THE REQUEST - Repeat each line word for word.

RECORDS FOR THE EXERCISE -
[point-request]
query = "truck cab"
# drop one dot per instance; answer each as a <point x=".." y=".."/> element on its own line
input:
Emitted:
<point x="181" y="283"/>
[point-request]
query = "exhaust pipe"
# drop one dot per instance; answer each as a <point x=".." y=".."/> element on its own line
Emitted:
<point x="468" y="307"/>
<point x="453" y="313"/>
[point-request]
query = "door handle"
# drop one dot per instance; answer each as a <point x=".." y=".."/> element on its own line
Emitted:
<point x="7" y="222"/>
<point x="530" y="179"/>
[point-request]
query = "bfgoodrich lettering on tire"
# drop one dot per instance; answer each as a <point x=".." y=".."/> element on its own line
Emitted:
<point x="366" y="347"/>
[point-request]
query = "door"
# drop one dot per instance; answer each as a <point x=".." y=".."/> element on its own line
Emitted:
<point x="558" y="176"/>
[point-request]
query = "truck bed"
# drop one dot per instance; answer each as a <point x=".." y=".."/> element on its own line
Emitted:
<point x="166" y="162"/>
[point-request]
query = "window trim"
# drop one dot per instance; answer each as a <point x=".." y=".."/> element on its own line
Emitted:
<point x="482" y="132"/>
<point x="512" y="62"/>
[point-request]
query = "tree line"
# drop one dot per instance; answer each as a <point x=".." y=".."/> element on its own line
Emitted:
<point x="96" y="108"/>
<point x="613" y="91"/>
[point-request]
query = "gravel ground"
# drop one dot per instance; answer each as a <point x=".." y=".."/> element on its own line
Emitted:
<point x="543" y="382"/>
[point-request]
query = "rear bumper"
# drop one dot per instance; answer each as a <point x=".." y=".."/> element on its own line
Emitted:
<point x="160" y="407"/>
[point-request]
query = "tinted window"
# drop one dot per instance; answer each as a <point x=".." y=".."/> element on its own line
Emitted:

SOLUTION -
[point-request]
query = "truck cab"
# drop one dot per instance; answer each as a <point x=".." y=".."/> element on its own line
input:
Emitted:
<point x="181" y="283"/>
[point-request]
query = "exhaust pipe"
# drop one dot per instance; answer each as a <point x=".." y=".."/> element on its own line
Emitted:
<point x="468" y="307"/>
<point x="453" y="313"/>
[point-request]
query = "door handle"
# drop one dot per instance; answer each as a <point x=".." y=".."/> element on its own line
Emitted:
<point x="7" y="222"/>
<point x="530" y="179"/>
[point-request]
query = "bfgoodrich lettering on tire"
# drop one dot per instance; answer each as a <point x=".." y=".."/> element on its own line
Emitted:
<point x="366" y="347"/>
[point-request]
query = "door"
# drop one dot per instance; answer each as a <point x=".." y=".."/> element on its own line
Emitted:
<point x="558" y="176"/>
[point-request]
query = "truck bed"
# drop one dot per instance; answer each as a <point x=".." y=".."/> element on its own line
Emitted:
<point x="166" y="162"/>
[point-request]
query = "window trim"
# drop one dot per instance; answer each as a <point x=".." y=".."/> element on its own line
Emitted:
<point x="482" y="132"/>
<point x="512" y="62"/>
[point-request]
query = "tree line"
# drop one dot per instance; answer each as a <point x=".." y=".."/> element on its own line
Emitted:
<point x="96" y="108"/>
<point x="613" y="91"/>
[point-request]
query = "gravel ground"
# drop one dot per instance; answer each as a <point x=".." y=".."/> element on its own line
Emitted:
<point x="543" y="382"/>
[point-request]
query = "rear bumper"
# drop one dot per instance; answer each as a <point x=".." y=".."/> element on its own line
Emitted:
<point x="160" y="407"/>
[point-request]
query = "tinted window"
# drop one dot per instance; answer each as a <point x=".." y=".."/> element on its own line
Emitted:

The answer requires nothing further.